----- Information provided -----

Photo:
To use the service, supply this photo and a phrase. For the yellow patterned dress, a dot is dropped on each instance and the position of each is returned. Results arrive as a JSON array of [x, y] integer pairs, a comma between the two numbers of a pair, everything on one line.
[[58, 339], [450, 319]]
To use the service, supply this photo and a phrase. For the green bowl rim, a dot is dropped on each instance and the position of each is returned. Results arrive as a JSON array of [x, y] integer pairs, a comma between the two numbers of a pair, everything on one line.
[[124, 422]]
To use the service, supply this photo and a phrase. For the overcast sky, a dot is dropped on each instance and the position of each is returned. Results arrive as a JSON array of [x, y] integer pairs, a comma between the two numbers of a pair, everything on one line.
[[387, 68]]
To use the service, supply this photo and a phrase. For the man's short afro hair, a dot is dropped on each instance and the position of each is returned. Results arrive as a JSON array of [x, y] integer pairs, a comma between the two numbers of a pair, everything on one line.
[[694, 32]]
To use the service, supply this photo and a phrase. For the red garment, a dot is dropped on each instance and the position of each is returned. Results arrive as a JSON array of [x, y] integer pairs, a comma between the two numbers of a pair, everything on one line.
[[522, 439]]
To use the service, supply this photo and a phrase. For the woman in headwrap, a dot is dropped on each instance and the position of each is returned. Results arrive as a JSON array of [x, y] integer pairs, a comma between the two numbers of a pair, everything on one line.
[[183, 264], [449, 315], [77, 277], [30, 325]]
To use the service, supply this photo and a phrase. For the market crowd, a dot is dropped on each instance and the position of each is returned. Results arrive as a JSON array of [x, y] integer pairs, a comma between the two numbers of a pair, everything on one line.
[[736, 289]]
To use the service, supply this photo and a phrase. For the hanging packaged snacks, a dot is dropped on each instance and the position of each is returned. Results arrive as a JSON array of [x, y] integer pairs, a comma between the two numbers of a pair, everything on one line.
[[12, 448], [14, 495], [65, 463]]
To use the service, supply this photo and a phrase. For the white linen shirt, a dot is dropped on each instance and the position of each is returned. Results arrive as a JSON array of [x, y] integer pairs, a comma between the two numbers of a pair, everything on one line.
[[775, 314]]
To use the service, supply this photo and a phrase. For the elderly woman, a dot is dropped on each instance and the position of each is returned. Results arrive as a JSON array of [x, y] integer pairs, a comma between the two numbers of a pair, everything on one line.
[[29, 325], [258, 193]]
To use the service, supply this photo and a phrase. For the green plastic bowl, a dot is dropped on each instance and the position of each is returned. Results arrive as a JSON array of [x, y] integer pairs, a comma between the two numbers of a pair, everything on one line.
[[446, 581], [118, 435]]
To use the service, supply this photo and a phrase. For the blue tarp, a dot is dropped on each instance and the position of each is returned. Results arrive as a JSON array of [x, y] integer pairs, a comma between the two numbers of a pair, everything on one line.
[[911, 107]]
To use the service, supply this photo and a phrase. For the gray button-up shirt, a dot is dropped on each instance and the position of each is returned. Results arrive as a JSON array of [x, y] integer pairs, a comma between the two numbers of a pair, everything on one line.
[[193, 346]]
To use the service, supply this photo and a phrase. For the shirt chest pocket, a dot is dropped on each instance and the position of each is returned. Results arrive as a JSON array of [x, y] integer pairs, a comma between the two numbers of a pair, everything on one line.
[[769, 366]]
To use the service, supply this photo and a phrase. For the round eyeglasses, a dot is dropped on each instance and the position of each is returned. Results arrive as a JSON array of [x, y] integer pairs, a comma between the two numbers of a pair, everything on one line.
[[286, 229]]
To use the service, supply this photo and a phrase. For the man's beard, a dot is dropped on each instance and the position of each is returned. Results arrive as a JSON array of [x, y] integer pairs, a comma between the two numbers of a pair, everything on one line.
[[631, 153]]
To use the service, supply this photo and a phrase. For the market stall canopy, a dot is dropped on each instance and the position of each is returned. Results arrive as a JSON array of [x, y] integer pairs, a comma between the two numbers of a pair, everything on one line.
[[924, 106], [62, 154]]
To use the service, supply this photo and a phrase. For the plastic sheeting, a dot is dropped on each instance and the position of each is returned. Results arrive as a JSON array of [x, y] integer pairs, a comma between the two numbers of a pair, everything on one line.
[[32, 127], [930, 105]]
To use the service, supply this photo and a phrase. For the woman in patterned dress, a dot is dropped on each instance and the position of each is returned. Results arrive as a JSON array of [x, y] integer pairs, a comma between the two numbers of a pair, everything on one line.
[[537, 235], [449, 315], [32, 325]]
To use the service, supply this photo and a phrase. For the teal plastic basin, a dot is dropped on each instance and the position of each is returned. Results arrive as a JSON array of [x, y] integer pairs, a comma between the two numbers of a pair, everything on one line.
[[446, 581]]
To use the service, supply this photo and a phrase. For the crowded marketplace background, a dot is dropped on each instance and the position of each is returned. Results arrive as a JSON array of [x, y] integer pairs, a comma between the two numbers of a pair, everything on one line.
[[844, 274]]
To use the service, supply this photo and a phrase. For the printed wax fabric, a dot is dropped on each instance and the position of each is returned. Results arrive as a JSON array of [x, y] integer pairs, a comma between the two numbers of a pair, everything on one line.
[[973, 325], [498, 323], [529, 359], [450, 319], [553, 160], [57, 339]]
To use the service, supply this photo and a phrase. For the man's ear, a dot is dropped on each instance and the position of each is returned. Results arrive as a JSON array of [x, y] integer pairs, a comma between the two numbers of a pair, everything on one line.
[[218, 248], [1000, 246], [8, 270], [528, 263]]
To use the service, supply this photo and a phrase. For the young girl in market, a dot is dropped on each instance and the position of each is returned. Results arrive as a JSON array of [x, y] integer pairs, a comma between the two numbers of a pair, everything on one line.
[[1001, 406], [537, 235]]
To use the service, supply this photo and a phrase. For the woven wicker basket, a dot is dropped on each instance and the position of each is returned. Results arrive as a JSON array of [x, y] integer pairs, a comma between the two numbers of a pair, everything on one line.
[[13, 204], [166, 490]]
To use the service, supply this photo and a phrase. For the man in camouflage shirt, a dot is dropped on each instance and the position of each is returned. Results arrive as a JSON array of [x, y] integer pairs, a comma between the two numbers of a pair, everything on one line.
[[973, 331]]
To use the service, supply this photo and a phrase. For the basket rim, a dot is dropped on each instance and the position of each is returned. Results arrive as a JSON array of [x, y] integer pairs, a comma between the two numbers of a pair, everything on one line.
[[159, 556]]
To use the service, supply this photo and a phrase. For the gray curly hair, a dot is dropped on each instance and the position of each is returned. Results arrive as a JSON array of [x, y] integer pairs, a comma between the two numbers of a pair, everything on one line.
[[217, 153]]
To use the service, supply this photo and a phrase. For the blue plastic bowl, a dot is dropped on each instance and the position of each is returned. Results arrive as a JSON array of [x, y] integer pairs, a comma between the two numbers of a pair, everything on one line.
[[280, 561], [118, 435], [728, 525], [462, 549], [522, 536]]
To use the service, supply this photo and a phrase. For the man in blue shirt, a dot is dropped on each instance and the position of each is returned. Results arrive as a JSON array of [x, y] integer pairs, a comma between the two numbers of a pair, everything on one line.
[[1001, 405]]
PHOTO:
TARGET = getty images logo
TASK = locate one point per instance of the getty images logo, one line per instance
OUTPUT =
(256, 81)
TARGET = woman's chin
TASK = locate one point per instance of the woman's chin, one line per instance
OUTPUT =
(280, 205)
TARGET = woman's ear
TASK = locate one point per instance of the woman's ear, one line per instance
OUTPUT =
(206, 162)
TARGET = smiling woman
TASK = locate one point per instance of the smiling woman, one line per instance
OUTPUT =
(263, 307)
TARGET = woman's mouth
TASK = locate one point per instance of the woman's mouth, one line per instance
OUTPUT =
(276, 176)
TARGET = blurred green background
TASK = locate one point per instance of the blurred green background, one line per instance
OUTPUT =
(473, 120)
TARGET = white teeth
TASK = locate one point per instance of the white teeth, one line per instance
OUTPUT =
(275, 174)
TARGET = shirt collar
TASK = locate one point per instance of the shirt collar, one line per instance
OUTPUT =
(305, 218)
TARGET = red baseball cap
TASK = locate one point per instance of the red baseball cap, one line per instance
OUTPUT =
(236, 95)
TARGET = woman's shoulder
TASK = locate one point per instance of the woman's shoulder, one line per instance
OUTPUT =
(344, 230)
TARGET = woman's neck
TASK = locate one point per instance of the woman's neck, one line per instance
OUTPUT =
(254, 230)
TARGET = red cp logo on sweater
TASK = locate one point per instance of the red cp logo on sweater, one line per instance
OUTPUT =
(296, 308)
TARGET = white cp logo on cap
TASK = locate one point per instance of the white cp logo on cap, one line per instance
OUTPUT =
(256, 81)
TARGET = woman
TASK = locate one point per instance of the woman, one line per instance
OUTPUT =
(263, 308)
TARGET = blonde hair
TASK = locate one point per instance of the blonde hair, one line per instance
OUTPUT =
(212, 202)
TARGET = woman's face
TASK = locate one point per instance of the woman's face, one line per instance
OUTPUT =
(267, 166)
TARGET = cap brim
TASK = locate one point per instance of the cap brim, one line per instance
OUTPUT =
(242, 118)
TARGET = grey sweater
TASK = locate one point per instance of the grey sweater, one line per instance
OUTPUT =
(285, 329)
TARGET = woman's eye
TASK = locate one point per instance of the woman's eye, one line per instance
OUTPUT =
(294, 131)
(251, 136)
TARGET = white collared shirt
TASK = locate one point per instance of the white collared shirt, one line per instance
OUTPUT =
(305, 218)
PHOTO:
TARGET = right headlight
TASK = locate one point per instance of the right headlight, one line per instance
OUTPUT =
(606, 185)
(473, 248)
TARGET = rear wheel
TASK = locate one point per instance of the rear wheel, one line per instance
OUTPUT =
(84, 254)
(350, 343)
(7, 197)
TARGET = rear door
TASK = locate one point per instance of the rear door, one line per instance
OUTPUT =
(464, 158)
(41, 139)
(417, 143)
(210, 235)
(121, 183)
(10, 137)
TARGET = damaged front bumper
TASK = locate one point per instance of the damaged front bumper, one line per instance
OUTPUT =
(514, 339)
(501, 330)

-----

◆ Directions
Return each line from the records that includes the word "brim".

◆ Response below
TARGET = cap brim
TASK = locate one point per instance of the cap brim, one line per instance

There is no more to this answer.